begin Given entries
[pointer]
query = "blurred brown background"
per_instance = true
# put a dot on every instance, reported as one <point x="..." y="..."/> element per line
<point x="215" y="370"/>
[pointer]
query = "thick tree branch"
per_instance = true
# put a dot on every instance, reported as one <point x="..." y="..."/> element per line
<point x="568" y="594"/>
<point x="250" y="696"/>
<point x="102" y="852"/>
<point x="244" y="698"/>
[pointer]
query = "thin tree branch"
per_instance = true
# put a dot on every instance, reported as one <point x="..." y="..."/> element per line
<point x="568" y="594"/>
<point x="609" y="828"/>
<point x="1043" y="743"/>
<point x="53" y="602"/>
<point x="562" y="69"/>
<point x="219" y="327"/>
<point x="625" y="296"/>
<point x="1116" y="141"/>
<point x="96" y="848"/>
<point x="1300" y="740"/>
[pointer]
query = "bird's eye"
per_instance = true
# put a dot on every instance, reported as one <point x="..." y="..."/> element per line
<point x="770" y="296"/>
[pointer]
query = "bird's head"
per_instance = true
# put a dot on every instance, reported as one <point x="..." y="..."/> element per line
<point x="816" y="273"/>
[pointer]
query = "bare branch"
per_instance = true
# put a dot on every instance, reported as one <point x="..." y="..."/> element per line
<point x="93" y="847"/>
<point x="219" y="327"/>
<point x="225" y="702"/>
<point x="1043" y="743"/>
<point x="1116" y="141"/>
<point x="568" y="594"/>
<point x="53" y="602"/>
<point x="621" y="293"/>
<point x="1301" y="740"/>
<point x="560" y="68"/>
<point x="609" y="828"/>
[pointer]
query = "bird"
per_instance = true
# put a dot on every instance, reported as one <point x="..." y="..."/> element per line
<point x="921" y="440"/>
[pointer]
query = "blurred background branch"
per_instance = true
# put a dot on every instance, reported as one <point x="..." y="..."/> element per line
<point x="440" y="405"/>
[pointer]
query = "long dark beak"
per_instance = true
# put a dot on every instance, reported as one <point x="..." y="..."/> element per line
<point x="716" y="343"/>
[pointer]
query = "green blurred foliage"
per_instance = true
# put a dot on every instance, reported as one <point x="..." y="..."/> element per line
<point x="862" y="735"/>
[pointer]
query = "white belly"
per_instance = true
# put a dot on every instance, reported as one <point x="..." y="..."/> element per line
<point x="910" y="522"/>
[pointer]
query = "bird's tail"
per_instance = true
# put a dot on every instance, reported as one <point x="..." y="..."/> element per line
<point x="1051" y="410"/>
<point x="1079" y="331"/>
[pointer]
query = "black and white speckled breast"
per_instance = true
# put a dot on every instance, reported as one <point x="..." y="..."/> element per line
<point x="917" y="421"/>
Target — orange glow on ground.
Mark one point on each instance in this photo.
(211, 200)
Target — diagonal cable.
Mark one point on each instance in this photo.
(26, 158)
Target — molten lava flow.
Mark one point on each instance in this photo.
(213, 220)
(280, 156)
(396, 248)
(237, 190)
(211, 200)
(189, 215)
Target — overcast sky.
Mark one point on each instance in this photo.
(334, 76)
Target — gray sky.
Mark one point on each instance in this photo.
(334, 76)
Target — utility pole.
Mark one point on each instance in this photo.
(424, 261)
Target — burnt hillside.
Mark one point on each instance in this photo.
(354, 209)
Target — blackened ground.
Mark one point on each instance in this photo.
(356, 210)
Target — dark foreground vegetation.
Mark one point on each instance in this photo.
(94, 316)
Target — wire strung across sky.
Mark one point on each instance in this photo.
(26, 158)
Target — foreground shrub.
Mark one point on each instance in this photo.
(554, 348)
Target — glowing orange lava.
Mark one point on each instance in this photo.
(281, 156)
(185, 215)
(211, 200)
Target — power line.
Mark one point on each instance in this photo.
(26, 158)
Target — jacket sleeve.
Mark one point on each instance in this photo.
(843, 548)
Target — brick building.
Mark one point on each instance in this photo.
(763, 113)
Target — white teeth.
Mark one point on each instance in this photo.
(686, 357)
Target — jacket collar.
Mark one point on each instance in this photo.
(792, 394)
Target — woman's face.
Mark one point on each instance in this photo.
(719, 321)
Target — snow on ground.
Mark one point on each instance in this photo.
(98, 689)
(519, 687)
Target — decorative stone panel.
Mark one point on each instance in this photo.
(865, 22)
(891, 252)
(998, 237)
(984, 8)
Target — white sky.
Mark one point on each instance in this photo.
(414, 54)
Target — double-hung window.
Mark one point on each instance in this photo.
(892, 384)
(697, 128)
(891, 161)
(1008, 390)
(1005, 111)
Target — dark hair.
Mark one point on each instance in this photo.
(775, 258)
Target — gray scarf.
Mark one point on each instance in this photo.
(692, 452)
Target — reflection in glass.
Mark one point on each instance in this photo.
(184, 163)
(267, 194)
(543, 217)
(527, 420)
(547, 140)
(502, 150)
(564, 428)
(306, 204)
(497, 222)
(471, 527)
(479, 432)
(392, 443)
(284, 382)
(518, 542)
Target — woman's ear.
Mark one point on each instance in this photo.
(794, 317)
end Given entries
To do: Each line from the one containing "Target — foreground shrub." through the end of the entries, both included, is to be returned exactly, with no other lines.

The response:
Target — foreground shrub.
Mark one point on each instance in this photo.
(554, 348)
Target — glowing orange lava.
Mark one point on each instance in this photo.
(281, 156)
(185, 215)
(211, 200)
Target — power line.
Mark one point on each instance in this photo.
(26, 158)
Target — jacket sleeve.
Mark one point on each instance in this photo.
(843, 548)
Target — brick building.
Mark one point on each instance in this photo.
(763, 113)
Target — white teeth.
Mark one point on each instance in this photo.
(686, 357)
Target — jacket collar.
Mark one point on each instance in this photo.
(792, 394)
Target — woman's face.
Mark one point on each instance in this photo.
(719, 321)
Target — snow on ground.
Mark one point on each instance in this photo.
(98, 689)
(519, 687)
Target — decorative stone panel.
Mark one point on each instance in this photo.
(865, 22)
(891, 252)
(998, 237)
(984, 8)
Target — white sky.
Mark one point on each instance in this photo.
(414, 54)
Target — double-hung window.
Mark one point on each instance in this photo.
(892, 384)
(697, 128)
(891, 161)
(1008, 390)
(1005, 111)
Target — dark hair.
Mark one point on each instance in this photo.
(775, 258)
Target — gray scarf.
Mark one point on each instance in this photo.
(692, 452)
Target — reflection in glass.
Mark one point on each instance in this photo.
(184, 163)
(267, 194)
(543, 217)
(527, 420)
(547, 140)
(502, 150)
(564, 428)
(306, 204)
(497, 222)
(471, 527)
(479, 432)
(392, 443)
(284, 382)
(518, 542)
Target — woman's ear.
Mark one point on each instance in this photo.
(794, 317)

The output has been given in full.